### [AUSGEWÄHLTER AUSZUG]
Beide Seiten versicherten am Freitagnachmittag in einer gemeinsamen Erklärung: Mit dem geplanten und verbesserten Ansatz gehe eine "noch nie dagewesene Verpflichtung" der USA einher, Reformen durchzuführen, die den Schutz der Privatsphäre und der Bürgerrechte bei der Telekommunikationsüberwachung und Funkaufklärung verstärkten. Zuvor hatten EU-Kommissionspräsidentin Ursula von der Leyen (CDU) und US-Präsident Joe Biden nur allgemein angekündigt, eine grundsätzliche Einigung in dem seit Jahren vor sich hin kochenden Streit gefunden zu haben.

### [SCHRIFTLICHE ANWEISUNG 1]
Suche aus den Einträgen unten jede Zeile heraus, in der das Wort "post" vorkommt, und gib diese Zeilen unverändert wieder.

### [INHALT DES DATENSATZES]
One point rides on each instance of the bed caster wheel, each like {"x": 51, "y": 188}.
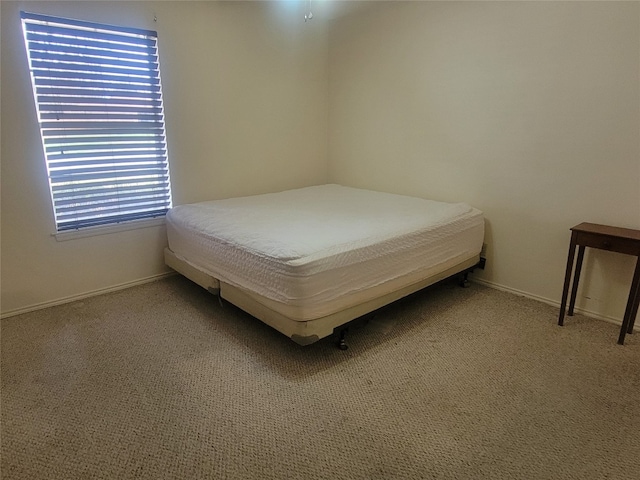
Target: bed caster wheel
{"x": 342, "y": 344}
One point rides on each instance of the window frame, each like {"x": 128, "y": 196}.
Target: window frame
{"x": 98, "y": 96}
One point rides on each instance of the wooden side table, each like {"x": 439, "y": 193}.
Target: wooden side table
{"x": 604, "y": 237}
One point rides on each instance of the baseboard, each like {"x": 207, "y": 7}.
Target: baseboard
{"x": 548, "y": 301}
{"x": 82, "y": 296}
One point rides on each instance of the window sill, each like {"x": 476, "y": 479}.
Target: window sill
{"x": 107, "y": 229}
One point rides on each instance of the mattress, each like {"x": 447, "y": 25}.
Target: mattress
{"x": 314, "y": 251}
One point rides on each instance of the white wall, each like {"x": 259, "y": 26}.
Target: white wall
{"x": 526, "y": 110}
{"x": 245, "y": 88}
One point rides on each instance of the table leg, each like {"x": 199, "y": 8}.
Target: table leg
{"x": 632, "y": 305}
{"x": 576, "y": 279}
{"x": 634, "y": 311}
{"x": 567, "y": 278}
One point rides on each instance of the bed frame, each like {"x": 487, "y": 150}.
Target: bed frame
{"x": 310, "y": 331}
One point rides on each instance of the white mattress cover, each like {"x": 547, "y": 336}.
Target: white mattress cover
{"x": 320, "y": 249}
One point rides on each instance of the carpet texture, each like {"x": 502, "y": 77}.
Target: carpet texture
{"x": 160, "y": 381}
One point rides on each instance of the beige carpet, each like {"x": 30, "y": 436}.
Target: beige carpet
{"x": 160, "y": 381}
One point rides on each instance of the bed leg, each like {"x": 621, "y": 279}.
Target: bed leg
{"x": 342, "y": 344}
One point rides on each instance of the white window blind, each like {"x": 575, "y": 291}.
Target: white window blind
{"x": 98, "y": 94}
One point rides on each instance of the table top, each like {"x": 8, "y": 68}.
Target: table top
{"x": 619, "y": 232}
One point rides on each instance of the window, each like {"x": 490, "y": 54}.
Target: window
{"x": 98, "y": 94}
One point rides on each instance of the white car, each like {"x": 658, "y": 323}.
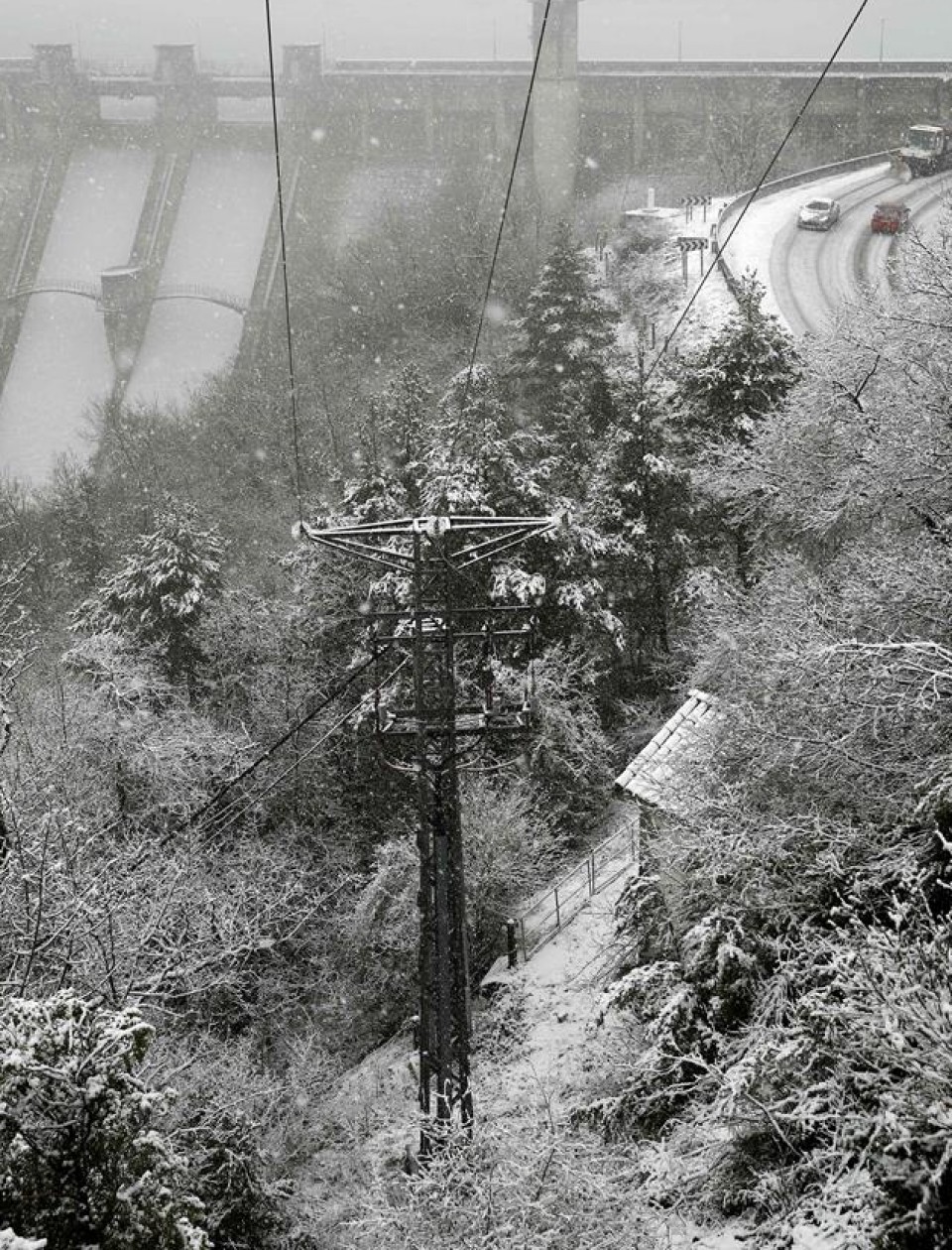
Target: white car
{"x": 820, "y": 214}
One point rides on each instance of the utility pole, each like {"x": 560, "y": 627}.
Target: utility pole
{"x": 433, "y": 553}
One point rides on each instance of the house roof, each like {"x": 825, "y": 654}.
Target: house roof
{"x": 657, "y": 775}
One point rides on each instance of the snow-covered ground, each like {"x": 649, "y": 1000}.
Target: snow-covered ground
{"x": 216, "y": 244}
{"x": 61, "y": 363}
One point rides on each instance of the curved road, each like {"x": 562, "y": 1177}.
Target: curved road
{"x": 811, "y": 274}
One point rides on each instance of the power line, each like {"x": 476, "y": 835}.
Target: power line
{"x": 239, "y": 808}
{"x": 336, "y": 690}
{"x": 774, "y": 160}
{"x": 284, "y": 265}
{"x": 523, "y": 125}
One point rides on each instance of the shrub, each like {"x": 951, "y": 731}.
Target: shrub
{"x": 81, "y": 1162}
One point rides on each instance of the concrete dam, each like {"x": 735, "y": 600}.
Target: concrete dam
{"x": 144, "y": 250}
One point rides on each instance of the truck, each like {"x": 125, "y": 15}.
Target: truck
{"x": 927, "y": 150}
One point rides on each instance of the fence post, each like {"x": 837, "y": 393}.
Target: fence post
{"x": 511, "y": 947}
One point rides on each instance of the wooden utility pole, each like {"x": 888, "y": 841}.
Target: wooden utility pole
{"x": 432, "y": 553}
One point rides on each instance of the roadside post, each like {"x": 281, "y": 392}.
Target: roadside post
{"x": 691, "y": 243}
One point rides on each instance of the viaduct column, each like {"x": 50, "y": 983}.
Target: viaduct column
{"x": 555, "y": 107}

### [SCHRIFTLICHE ANWEISUNG 2]
Führe den Text über die Einigung zwischen EU und USA zum Schutz der Privatsphäre weiter, beginnend nach seinem letzten Satz.

### [SCHRIFTLICHE ANTWORT 1]
One point rides on each instance of the fence post, each like {"x": 837, "y": 393}.
Target: fence post
One point rides on each instance of the roadside post, each like {"x": 281, "y": 392}.
Target: roadside post

### [SCHRIFTLICHE ANTWORT 2]
Die Neuauflage für den vormaligen, vom Europäischen Gerichtshof (EuGH) nach einer Klage des österreichischen Datenschutzaktivisten Max Schrems im Sommer 2020 gekippten, "Privacy Shield" haben die Verhandlungspartner auf den Namen "Transatlantischer Datenschutzrahmen" getauft. Er soll laut einem "Faktenblatt" (PDF-Datei) der Kommission unter anderem ein "neues Regelwerk und verbindliche Garantien" enthalten, um den Zugriff von US-Geheimdiensten wie der NSA auf persönliche Daten von EU-Bürgern "auf das zu beschränken, was zum Schutz der nationalen Sicherheit notwendig und verhältnismäßig ist".

US-Sicherheitsbehörden werden der Absprache zufolge "Verfahren einführen, die eine wirksame Kontrolle der neuen Datenschutz- und Bürgerrechtsstandards gewährleisten". Dazu komme ein "neues zweistufiges Rechtsbehelfssystem zur Untersuchung und Beilegung von Beschwerden von Europäern über den Zugriff auf Daten durch US-Geheimdienste". Dieses werde ein spezielles Gericht zur Prüfung solcher Eingaben umfassen.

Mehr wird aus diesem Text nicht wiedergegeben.